**Short problem**
Repeat the listing exactly as given, omitting every image.

**Recorded information**
begin

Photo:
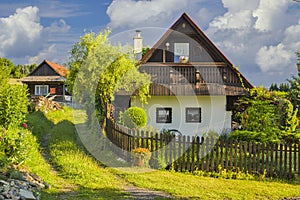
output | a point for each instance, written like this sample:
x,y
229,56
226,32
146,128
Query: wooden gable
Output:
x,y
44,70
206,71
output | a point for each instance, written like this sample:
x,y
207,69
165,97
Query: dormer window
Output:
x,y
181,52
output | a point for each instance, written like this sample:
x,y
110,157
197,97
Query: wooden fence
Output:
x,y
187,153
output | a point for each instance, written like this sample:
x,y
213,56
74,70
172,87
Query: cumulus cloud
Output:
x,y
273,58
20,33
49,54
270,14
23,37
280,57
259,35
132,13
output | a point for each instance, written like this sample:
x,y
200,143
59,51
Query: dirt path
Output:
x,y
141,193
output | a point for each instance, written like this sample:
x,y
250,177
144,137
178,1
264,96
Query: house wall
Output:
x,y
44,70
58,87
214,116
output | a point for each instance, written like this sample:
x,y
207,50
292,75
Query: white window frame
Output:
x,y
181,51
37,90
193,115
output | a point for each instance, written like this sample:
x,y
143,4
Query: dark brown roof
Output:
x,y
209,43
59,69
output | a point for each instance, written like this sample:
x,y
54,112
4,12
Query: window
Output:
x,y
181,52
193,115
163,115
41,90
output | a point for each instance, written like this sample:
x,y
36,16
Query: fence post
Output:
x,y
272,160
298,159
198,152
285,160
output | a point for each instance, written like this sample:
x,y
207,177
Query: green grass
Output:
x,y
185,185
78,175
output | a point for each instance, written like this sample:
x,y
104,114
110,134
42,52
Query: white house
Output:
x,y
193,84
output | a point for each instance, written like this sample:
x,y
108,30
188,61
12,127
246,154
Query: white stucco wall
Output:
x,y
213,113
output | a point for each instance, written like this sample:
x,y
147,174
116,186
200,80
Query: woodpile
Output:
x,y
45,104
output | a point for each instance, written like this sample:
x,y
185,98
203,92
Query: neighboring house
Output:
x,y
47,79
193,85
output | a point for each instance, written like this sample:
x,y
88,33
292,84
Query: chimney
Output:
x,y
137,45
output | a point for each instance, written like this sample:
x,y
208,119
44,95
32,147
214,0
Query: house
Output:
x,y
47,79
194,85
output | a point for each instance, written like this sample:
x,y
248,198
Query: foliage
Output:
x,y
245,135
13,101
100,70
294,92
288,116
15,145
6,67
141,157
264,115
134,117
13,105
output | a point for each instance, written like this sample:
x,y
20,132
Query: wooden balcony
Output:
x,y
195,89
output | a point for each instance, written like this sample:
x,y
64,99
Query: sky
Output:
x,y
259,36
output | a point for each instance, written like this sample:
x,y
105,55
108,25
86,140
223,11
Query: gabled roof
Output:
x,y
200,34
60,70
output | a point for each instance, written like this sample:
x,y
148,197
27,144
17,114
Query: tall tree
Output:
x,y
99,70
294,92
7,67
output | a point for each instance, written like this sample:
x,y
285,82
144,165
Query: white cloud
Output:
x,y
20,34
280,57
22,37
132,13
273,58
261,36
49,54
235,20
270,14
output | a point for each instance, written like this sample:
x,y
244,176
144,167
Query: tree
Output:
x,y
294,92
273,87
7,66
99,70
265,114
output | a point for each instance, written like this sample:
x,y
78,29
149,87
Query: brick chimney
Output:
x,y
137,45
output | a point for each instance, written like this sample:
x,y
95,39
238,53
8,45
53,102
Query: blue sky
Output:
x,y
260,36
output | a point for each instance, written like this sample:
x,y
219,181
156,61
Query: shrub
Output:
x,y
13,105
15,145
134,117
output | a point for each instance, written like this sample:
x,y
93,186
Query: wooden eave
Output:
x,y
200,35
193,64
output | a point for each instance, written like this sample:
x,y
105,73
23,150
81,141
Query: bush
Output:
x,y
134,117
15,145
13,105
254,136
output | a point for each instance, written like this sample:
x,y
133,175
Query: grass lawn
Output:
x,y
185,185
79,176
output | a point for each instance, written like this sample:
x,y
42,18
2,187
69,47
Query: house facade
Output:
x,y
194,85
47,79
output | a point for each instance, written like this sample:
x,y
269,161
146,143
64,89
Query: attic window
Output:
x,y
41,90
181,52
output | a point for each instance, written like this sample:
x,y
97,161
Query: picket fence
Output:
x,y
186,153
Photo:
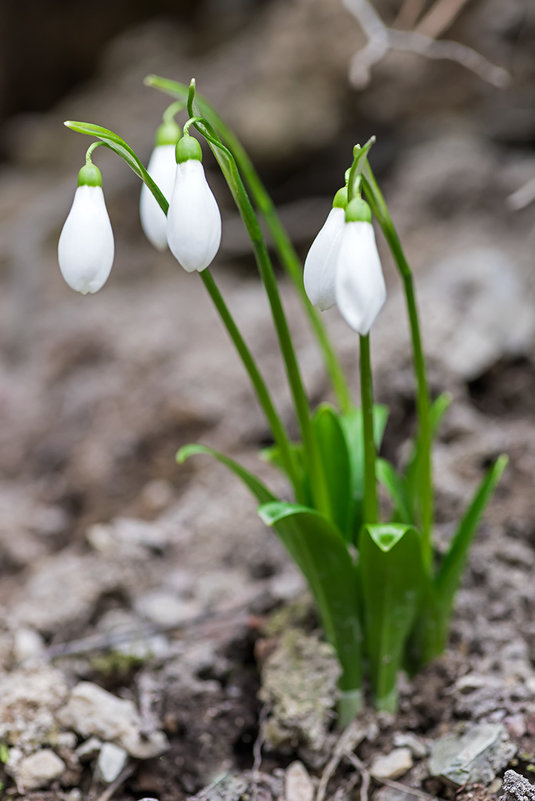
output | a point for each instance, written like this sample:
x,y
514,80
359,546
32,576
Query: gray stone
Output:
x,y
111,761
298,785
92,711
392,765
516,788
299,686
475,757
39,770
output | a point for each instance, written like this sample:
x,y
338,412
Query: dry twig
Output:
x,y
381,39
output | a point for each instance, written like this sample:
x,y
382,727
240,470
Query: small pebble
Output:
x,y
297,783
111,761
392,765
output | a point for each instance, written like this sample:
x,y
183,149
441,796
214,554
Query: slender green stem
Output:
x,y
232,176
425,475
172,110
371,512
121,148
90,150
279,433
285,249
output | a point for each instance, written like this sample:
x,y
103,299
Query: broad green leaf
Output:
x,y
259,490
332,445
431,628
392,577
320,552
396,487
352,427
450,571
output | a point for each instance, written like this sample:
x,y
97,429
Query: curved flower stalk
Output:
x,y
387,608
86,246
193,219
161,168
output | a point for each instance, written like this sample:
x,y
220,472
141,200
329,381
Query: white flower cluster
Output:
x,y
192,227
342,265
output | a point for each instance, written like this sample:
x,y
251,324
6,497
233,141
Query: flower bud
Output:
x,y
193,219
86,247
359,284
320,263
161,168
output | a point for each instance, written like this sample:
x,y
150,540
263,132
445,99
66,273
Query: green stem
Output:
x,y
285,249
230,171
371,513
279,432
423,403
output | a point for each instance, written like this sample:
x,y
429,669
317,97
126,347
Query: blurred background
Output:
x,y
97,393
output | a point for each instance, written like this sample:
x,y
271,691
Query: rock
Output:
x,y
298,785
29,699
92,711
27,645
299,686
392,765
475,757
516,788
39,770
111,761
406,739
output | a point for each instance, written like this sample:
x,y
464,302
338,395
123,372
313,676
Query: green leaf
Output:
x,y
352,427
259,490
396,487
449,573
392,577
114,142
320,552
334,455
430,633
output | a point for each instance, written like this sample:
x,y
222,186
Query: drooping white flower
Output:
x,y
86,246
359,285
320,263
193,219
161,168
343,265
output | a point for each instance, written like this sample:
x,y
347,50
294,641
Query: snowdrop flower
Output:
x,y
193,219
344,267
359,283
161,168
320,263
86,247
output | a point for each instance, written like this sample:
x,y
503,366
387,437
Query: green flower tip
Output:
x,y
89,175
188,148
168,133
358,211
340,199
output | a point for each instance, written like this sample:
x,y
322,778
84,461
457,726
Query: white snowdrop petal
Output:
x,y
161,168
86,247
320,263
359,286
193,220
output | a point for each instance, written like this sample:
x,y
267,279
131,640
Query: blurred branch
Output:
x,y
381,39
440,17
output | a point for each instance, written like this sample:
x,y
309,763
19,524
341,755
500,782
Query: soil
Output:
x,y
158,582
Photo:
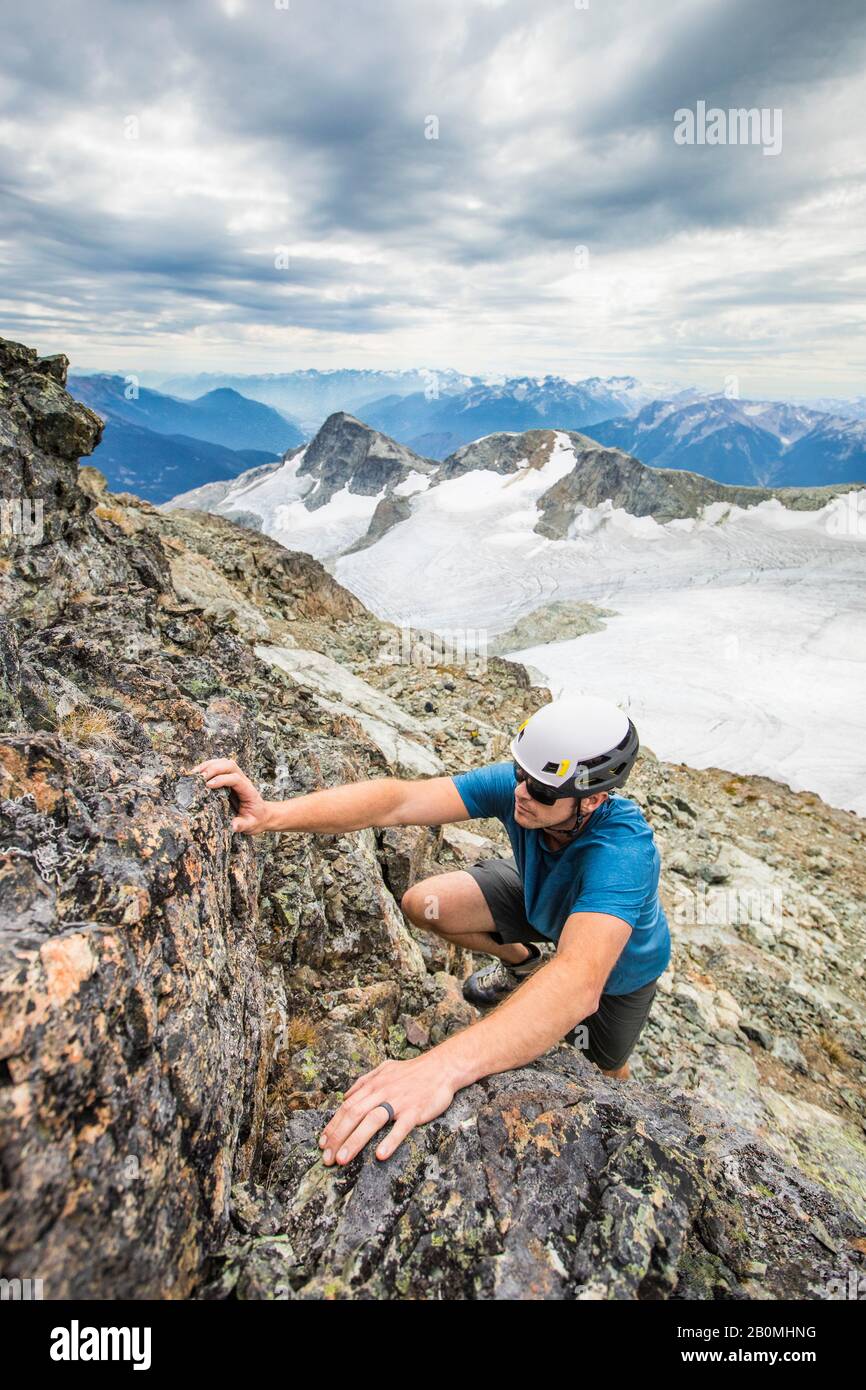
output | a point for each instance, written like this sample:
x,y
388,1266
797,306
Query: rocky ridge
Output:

end

**Complete output**
Photo:
output | a point for each instance, written like this sample:
x,y
229,56
226,32
146,128
Query: wooden gable
Output:
x,y
44,70
206,71
output | a point for each instance, written like this sample:
x,y
207,69
165,97
Query: dormer window
Output:
x,y
181,52
output | a point for each instance, written like this sample:
x,y
110,157
197,97
Query: wooden fence
Output:
x,y
187,153
output | a point for each instance, written like this sample:
x,y
213,56
74,70
172,87
Query: cumulus cloud
Output:
x,y
273,58
20,33
49,54
270,14
23,37
280,57
259,35
132,13
output | a point for each instance, written like this sample:
x,y
200,143
59,51
Query: dirt path
Output:
x,y
141,193
output | a point for each instance, written like this sample:
x,y
250,177
144,137
178,1
264,96
Query: house wall
Output:
x,y
44,70
58,87
214,116
output | a point for each instance, written like this sample:
x,y
207,50
292,75
Query: white window frame
Output:
x,y
181,51
37,90
193,115
output | a point for each instance, written like this sample:
x,y
143,4
Query: dark brown roof
Output:
x,y
209,43
59,69
output | a point for each instance, written like this sample:
x,y
54,112
4,12
Query: window
Output:
x,y
181,52
193,115
163,115
41,90
output | a point for each instance, written like this sample:
x,y
36,16
Query: fence post
Output:
x,y
272,160
298,159
198,152
285,160
output | a point for each instance, written like this sample:
x,y
207,177
Query: green grass
Output:
x,y
185,185
78,175
output | a point for each instance, written like this sample:
x,y
104,114
110,134
42,52
Query: white house
Output:
x,y
193,84
output | a point for each instance, written like this sample:
x,y
108,30
188,61
12,127
246,154
Query: white stucco wall
Output:
x,y
213,113
output | a point for each instance, written like this sample:
x,y
147,174
116,186
200,80
Query: woodpile
Output:
x,y
45,104
output | a point for each instance, written like this sample:
x,y
185,98
203,92
Query: neighboring house
Output:
x,y
47,79
193,85
output | a point for each instance, written like this sample:
x,y
88,33
292,84
Query: chimney
Output:
x,y
137,45
output | a point for each instance, written like this sample:
x,y
208,119
44,95
32,147
214,0
Query: house
Output:
x,y
47,79
194,85
output | a point for each instance, written like this sample:
x,y
248,198
Query: foliage
Output:
x,y
245,135
13,101
100,70
294,92
288,116
15,145
6,67
141,157
264,115
134,117
13,105
output | a point for each instance, written like this sample:
x,y
20,132
Query: wooden balcony
Output:
x,y
195,89
output | a point for each instance, written like this sample:
x,y
64,99
Query: sky
Output:
x,y
259,36
output | a point for each instance, written like this sample:
x,y
105,55
108,25
86,140
223,11
Query: gabled roof
Output:
x,y
200,34
60,70
output | a point for each instance, written like this sample:
x,y
148,197
27,144
17,114
Query: tall tree
Output:
x,y
99,70
294,92
7,67
output | a point for each instance, written like this sample:
x,y
285,82
144,165
Query: white cloud
Output:
x,y
20,34
280,57
22,37
132,13
273,58
261,36
49,54
235,20
270,14
output | a point for each instance, written like this sample:
x,y
244,176
144,167
Query: tree
Output:
x,y
294,92
273,87
7,66
99,70
265,114
output | a point for each instance, written like this sample:
x,y
78,29
149,87
Query: brick chimney
Output:
x,y
137,45
output | a point for each instance, written like this sample:
x,y
95,39
238,53
8,45
53,102
Query: blue sky
Output:
x,y
260,36
output | a point for each instance, written like this sample:
x,y
219,181
156,61
Query: shrub
Output:
x,y
13,105
15,145
134,117
output | a point for each instance, written like this sample:
x,y
93,186
Query: wooden eave
Output:
x,y
200,35
193,64
output | a point for each instance, written like this sample:
x,y
105,73
23,150
81,141
Query: bush
Output:
x,y
134,117
15,145
13,105
254,136
output | a point for each instance, written like this sample:
x,y
133,175
Query: grass lawn
Output:
x,y
185,185
79,176
output | a point for each instance, written like this sample:
x,y
42,18
2,187
69,47
Query: house facade
Output:
x,y
194,85
47,79
output | a point for each instance, written like this sample:
x,y
269,161
146,143
64,89
Query: attic window
Output:
x,y
41,90
181,52
output | a point for each instance, written like this sample:
x,y
97,161
Query: picket fence
Output:
x,y
186,153
Photo:
output | a point for each instance, written like this sample:
x,y
514,80
359,546
32,576
Query: gray stone
Output:
x,y
111,761
298,785
92,711
392,765
516,788
299,686
475,757
39,770
output | a point for each instance, written like this sample:
x,y
338,412
Query: dry twig
Output:
x,y
381,39
output | a point for each instance, written like this sample:
x,y
382,727
240,470
Query: small pebble
Output:
x,y
297,783
111,761
392,765
output | a point for each instance, written like this sample:
x,y
183,149
441,796
214,554
Query: slender green stem
Output:
x,y
232,176
425,475
172,110
371,512
121,148
90,150
279,433
285,249
output | a point for each instance, written like this sample:
x,y
103,299
Query: broad green leaf
Output:
x,y
259,490
332,445
431,628
392,577
320,552
396,487
352,427
450,571
output | a point for each instance, written like this sample:
x,y
97,429
Query: curved flower stalk
Output:
x,y
387,608
86,246
193,219
161,168
output | a point for each instance, written like this sample:
x,y
220,472
141,200
329,381
Query: white flower cluster
Output:
x,y
192,227
342,265
output | a point for each instance, written like this sample:
x,y
251,324
6,497
233,141
Query: flower bud
Output:
x,y
193,219
86,247
359,284
320,263
161,168
output | a point for each instance, written like this sample:
x,y
150,540
263,132
445,99
66,273
Query: green stem
Output:
x,y
285,249
230,171
371,513
279,432
423,403
output | a point for each instance, written like this sample:
x,y
429,669
317,97
126,347
Query: blurred background
Output:
x,y
97,393
output | a point for each instance, written like this sample:
x,y
271,691
Query: rock
Output:
x,y
298,785
29,699
92,711
27,645
299,686
392,765
475,757
516,788
39,770
111,761
406,739
output | a point for each instance, written like this sample:
x,y
464,302
338,395
123,372
313,676
Query: green leaf
Output:
x,y
352,427
259,490
396,487
449,573
392,577
114,142
320,552
334,455
430,633
output | a point for each instance, written like this sample:
x,y
222,186
Query: drooping white flower
Output:
x,y
86,246
359,285
320,263
193,219
161,168
343,265
output | a point for each instance, written like this sample:
x,y
347,50
294,641
Query: snowdrop flower
Output:
x,y
193,219
344,267
359,283
161,168
320,263
86,247
output | a point for each instance, written like this sample:
x,y
503,366
387,437
Query: green flower tip
Output:
x,y
89,175
188,148
168,133
358,211
340,199
output | a point for each instance, written like this sample:
x,y
322,778
84,461
457,726
Query: white snowdrop petal
Output:
x,y
161,168
86,247
320,263
359,286
193,220
output | a point for each instance, written like this sample:
x,y
267,279
131,640
Query: blurred branch
Output:
x,y
381,39
440,17
output | a point for each instance, written like this sample:
x,y
309,763
19,524
341,755
500,782
Query: soil
Output:
x,y
158,582
Photo:
output | a point for each instance, written like this sample:
x,y
388,1266
797,306
Query: rocky ridge
Output:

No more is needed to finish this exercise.